↓↓↓
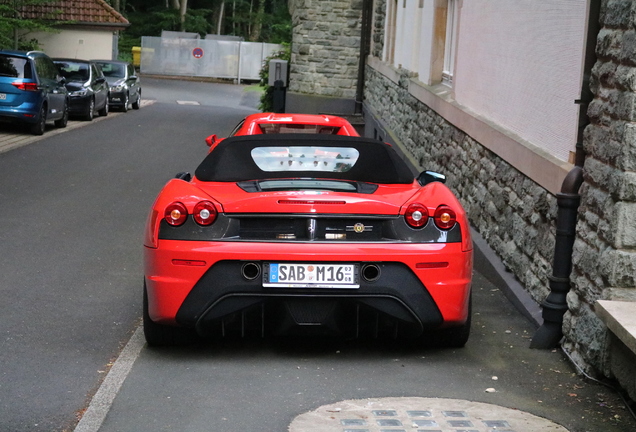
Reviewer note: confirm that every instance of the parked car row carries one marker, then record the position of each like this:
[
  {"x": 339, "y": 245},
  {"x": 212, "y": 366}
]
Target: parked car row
[{"x": 35, "y": 89}]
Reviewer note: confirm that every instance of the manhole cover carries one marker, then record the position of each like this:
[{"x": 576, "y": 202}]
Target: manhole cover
[{"x": 419, "y": 415}]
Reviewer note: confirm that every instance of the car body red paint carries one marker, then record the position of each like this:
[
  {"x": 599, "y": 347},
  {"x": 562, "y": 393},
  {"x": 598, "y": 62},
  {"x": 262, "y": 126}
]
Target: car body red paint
[
  {"x": 405, "y": 281},
  {"x": 268, "y": 123}
]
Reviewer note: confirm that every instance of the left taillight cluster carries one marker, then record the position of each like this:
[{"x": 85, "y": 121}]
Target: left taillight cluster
[
  {"x": 204, "y": 213},
  {"x": 417, "y": 215},
  {"x": 25, "y": 86}
]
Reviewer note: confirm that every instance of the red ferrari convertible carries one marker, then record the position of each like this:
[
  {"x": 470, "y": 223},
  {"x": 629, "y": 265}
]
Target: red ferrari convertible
[
  {"x": 273, "y": 123},
  {"x": 306, "y": 234}
]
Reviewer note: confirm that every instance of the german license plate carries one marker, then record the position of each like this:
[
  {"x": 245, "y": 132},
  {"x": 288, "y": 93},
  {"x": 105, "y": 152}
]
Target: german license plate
[{"x": 292, "y": 275}]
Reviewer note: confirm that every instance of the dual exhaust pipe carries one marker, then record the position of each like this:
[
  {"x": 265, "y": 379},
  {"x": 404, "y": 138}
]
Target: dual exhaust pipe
[{"x": 251, "y": 271}]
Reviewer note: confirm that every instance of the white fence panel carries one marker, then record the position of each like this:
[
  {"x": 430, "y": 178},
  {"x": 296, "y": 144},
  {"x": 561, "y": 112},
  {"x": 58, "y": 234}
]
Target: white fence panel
[{"x": 204, "y": 58}]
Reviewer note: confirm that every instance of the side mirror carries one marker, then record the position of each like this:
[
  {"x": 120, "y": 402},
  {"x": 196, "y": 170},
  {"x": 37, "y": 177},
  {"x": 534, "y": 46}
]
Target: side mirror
[
  {"x": 185, "y": 176},
  {"x": 211, "y": 140},
  {"x": 427, "y": 177}
]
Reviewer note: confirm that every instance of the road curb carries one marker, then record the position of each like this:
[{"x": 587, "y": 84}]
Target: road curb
[{"x": 102, "y": 401}]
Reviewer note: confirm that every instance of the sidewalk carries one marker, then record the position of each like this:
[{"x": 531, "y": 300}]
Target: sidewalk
[
  {"x": 15, "y": 136},
  {"x": 495, "y": 383}
]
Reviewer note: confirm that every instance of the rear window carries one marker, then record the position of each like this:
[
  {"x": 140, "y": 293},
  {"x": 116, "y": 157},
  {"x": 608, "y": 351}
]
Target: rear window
[
  {"x": 113, "y": 70},
  {"x": 305, "y": 158},
  {"x": 276, "y": 128},
  {"x": 73, "y": 71},
  {"x": 15, "y": 67},
  {"x": 335, "y": 157}
]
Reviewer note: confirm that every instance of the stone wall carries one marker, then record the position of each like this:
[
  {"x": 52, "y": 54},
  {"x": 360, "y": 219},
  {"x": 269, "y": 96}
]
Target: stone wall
[
  {"x": 325, "y": 47},
  {"x": 605, "y": 248},
  {"x": 377, "y": 33},
  {"x": 513, "y": 214}
]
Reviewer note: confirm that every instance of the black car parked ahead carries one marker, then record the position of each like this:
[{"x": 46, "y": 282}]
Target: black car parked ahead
[
  {"x": 125, "y": 85},
  {"x": 86, "y": 85}
]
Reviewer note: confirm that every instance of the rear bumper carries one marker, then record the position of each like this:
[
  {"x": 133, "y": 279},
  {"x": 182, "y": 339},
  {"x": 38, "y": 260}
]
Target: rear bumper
[
  {"x": 117, "y": 98},
  {"x": 26, "y": 112},
  {"x": 196, "y": 284},
  {"x": 79, "y": 104}
]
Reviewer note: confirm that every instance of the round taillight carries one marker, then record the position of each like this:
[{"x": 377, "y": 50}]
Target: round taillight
[
  {"x": 204, "y": 213},
  {"x": 445, "y": 217},
  {"x": 176, "y": 214},
  {"x": 416, "y": 215}
]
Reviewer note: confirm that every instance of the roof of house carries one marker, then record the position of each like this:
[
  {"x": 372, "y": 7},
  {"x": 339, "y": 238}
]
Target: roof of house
[{"x": 78, "y": 12}]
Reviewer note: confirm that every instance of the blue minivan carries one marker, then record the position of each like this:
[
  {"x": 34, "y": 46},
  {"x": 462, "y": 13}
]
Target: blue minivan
[{"x": 31, "y": 90}]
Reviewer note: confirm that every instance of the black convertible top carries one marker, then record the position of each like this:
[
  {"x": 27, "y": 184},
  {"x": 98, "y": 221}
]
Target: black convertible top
[{"x": 231, "y": 160}]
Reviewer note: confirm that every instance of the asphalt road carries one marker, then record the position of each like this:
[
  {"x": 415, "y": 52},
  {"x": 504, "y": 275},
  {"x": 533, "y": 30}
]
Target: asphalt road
[{"x": 73, "y": 209}]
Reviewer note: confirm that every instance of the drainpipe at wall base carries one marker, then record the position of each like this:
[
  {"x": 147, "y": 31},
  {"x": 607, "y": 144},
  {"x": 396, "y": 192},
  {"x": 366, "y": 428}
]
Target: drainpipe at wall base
[
  {"x": 365, "y": 38},
  {"x": 555, "y": 305}
]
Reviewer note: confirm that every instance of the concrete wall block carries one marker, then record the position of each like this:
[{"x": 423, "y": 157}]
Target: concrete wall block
[
  {"x": 625, "y": 186},
  {"x": 623, "y": 365},
  {"x": 625, "y": 77},
  {"x": 626, "y": 225},
  {"x": 618, "y": 13},
  {"x": 604, "y": 73},
  {"x": 608, "y": 44},
  {"x": 598, "y": 171},
  {"x": 618, "y": 267},
  {"x": 626, "y": 106},
  {"x": 588, "y": 333},
  {"x": 628, "y": 48}
]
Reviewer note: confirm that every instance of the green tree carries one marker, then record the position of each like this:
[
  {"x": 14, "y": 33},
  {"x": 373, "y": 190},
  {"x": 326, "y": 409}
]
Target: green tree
[{"x": 16, "y": 22}]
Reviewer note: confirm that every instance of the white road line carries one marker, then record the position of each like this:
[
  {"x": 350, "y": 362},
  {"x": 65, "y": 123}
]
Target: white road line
[{"x": 103, "y": 400}]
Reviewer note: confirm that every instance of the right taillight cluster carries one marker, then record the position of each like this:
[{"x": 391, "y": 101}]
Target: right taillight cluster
[
  {"x": 417, "y": 215},
  {"x": 204, "y": 213}
]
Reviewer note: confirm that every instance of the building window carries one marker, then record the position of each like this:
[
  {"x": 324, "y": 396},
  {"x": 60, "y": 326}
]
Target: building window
[
  {"x": 391, "y": 20},
  {"x": 450, "y": 42}
]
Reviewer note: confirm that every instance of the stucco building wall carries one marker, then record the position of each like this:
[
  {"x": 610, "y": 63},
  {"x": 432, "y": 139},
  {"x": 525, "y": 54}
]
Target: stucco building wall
[{"x": 507, "y": 178}]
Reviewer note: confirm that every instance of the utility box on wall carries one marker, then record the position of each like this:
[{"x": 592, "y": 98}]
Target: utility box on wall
[{"x": 277, "y": 72}]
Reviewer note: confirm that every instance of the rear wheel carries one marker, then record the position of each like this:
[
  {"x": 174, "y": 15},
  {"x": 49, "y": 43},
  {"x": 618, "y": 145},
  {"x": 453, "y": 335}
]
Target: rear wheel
[
  {"x": 39, "y": 127},
  {"x": 104, "y": 111},
  {"x": 137, "y": 102},
  {"x": 162, "y": 335},
  {"x": 455, "y": 337},
  {"x": 61, "y": 123},
  {"x": 90, "y": 113}
]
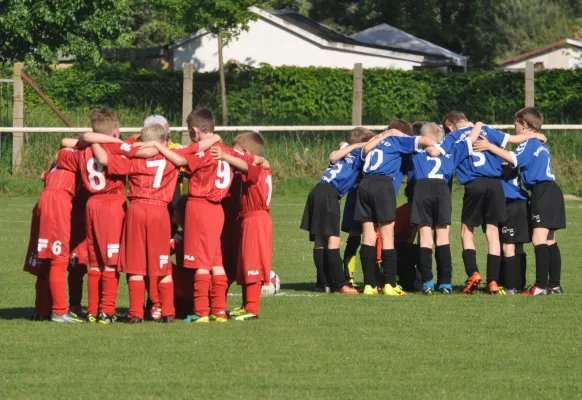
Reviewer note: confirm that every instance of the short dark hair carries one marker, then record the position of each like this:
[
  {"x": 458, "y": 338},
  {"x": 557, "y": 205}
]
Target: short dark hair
[{"x": 202, "y": 118}]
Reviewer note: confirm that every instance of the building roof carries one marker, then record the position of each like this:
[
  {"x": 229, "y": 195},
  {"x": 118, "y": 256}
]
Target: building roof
[
  {"x": 388, "y": 36},
  {"x": 542, "y": 50}
]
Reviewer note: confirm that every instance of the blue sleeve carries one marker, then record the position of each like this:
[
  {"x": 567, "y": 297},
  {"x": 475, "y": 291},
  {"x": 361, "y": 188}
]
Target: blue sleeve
[
  {"x": 405, "y": 144},
  {"x": 496, "y": 137}
]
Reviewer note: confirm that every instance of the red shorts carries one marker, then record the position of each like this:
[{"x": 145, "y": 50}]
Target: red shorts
[
  {"x": 202, "y": 230},
  {"x": 229, "y": 244},
  {"x": 104, "y": 217},
  {"x": 145, "y": 243},
  {"x": 256, "y": 249},
  {"x": 78, "y": 242}
]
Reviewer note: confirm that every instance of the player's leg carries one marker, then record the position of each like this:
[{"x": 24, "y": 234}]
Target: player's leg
[
  {"x": 425, "y": 262},
  {"x": 136, "y": 289}
]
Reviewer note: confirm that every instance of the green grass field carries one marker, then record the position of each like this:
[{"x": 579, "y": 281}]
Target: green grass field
[{"x": 305, "y": 345}]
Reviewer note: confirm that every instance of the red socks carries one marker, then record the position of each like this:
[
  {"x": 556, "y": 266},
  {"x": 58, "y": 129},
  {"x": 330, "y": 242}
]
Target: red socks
[
  {"x": 218, "y": 293},
  {"x": 43, "y": 300},
  {"x": 166, "y": 291},
  {"x": 252, "y": 296},
  {"x": 58, "y": 286},
  {"x": 75, "y": 281},
  {"x": 136, "y": 298},
  {"x": 109, "y": 281},
  {"x": 202, "y": 284}
]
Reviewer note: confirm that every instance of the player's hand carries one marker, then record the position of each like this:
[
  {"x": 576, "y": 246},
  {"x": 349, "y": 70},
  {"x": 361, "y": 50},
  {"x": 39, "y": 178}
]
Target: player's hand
[
  {"x": 482, "y": 144},
  {"x": 217, "y": 153}
]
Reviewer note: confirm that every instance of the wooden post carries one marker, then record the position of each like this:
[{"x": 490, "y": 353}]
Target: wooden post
[
  {"x": 529, "y": 84},
  {"x": 17, "y": 117},
  {"x": 222, "y": 81},
  {"x": 358, "y": 94},
  {"x": 187, "y": 94}
]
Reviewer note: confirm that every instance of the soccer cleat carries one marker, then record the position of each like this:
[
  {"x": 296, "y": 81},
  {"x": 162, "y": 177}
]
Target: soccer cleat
[
  {"x": 106, "y": 319},
  {"x": 369, "y": 290},
  {"x": 92, "y": 319},
  {"x": 196, "y": 319},
  {"x": 390, "y": 290},
  {"x": 347, "y": 290},
  {"x": 534, "y": 291},
  {"x": 556, "y": 290},
  {"x": 37, "y": 317},
  {"x": 472, "y": 283},
  {"x": 67, "y": 318},
  {"x": 247, "y": 316},
  {"x": 220, "y": 317}
]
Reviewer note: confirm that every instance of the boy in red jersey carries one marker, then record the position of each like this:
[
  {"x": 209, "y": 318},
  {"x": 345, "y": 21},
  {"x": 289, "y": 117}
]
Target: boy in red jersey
[
  {"x": 256, "y": 246},
  {"x": 145, "y": 250},
  {"x": 208, "y": 185}
]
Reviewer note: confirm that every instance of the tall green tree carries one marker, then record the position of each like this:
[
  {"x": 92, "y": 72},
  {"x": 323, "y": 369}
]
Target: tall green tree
[{"x": 40, "y": 30}]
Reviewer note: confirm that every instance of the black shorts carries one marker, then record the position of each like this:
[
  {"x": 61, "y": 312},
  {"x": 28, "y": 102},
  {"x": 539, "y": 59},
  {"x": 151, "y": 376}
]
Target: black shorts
[
  {"x": 547, "y": 206},
  {"x": 322, "y": 212},
  {"x": 431, "y": 204},
  {"x": 376, "y": 200},
  {"x": 483, "y": 202},
  {"x": 516, "y": 229}
]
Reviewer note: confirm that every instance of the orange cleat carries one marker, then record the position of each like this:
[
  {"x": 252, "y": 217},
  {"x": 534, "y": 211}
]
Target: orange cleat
[
  {"x": 472, "y": 283},
  {"x": 346, "y": 289}
]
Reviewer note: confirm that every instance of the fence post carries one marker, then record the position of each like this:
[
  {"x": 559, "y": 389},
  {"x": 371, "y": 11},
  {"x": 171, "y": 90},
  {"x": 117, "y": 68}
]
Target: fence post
[
  {"x": 187, "y": 94},
  {"x": 358, "y": 94},
  {"x": 529, "y": 84},
  {"x": 17, "y": 116}
]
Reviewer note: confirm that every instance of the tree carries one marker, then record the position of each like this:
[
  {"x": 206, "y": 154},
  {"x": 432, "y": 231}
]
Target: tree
[{"x": 40, "y": 30}]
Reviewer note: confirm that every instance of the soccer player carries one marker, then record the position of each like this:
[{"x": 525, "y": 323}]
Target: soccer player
[
  {"x": 547, "y": 201},
  {"x": 321, "y": 216},
  {"x": 376, "y": 204},
  {"x": 483, "y": 201},
  {"x": 256, "y": 247},
  {"x": 432, "y": 206},
  {"x": 209, "y": 183}
]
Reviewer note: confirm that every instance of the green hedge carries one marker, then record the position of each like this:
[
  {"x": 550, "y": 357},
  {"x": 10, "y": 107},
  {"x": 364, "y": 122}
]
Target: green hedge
[{"x": 290, "y": 95}]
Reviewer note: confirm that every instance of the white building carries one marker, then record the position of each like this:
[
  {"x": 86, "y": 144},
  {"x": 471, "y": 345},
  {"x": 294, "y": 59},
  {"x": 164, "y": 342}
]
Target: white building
[
  {"x": 565, "y": 54},
  {"x": 284, "y": 37}
]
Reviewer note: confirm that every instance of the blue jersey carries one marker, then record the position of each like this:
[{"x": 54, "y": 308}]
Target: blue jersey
[
  {"x": 479, "y": 164},
  {"x": 344, "y": 174},
  {"x": 386, "y": 158},
  {"x": 442, "y": 167},
  {"x": 533, "y": 159},
  {"x": 511, "y": 183}
]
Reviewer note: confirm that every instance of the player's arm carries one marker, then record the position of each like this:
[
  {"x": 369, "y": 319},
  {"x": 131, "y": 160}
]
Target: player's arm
[
  {"x": 342, "y": 153},
  {"x": 485, "y": 145},
  {"x": 218, "y": 154}
]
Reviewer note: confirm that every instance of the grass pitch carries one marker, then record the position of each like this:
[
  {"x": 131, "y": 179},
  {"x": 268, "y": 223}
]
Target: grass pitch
[{"x": 305, "y": 345}]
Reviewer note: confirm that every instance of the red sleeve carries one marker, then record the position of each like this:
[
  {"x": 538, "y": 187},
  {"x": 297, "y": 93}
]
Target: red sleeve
[
  {"x": 187, "y": 150},
  {"x": 119, "y": 165},
  {"x": 68, "y": 160},
  {"x": 120, "y": 149}
]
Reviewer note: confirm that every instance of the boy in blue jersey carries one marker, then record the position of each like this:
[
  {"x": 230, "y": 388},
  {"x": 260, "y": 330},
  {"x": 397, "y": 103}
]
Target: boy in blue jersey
[
  {"x": 432, "y": 206},
  {"x": 483, "y": 201},
  {"x": 376, "y": 204},
  {"x": 548, "y": 212},
  {"x": 514, "y": 231},
  {"x": 321, "y": 217}
]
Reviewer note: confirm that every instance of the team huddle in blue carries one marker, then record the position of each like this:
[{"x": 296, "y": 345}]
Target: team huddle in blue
[{"x": 511, "y": 195}]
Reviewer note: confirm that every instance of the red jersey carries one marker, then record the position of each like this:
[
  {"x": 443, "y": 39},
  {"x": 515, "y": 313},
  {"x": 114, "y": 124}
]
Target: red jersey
[
  {"x": 257, "y": 190},
  {"x": 153, "y": 180},
  {"x": 96, "y": 178},
  {"x": 60, "y": 179},
  {"x": 210, "y": 178}
]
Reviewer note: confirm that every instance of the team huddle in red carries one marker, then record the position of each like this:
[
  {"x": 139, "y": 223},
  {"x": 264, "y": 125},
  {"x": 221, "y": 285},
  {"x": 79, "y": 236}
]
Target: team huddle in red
[{"x": 81, "y": 223}]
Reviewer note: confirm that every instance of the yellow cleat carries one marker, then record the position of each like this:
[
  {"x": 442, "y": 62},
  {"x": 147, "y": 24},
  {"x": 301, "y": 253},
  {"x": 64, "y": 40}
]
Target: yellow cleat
[
  {"x": 390, "y": 290},
  {"x": 369, "y": 290}
]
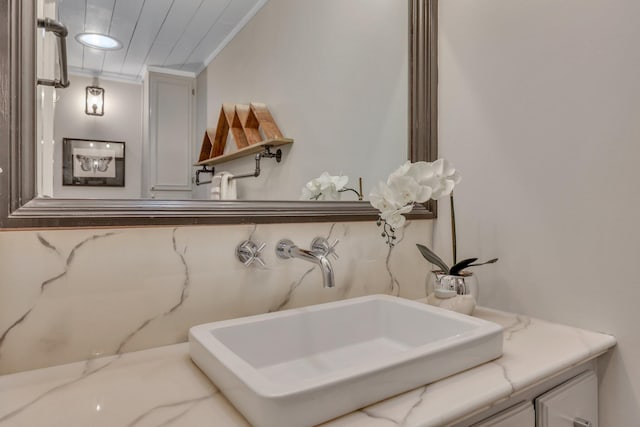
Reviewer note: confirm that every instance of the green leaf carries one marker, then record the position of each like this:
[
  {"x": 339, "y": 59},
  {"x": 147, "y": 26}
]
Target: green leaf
[
  {"x": 456, "y": 269},
  {"x": 491, "y": 261},
  {"x": 430, "y": 256}
]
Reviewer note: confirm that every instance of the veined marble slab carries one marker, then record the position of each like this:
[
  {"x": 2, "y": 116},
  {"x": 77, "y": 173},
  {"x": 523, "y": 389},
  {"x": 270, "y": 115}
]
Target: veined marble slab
[
  {"x": 162, "y": 387},
  {"x": 70, "y": 295}
]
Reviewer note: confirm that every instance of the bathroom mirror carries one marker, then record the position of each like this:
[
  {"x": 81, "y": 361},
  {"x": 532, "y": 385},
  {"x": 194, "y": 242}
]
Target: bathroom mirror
[{"x": 21, "y": 207}]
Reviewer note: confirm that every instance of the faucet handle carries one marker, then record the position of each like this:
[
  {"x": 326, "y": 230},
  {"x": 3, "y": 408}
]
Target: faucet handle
[
  {"x": 322, "y": 246},
  {"x": 249, "y": 252}
]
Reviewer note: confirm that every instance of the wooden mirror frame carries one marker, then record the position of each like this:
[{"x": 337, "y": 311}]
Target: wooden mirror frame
↑↑↑
§ **What the task asks**
Each line of the data that holds the word "frame" should be copied.

§ **Written answer**
Reviewer note: confirm that every instance of the wooden mirror frame carries one marker, then record the position of each like this:
Target: wooden mirror frame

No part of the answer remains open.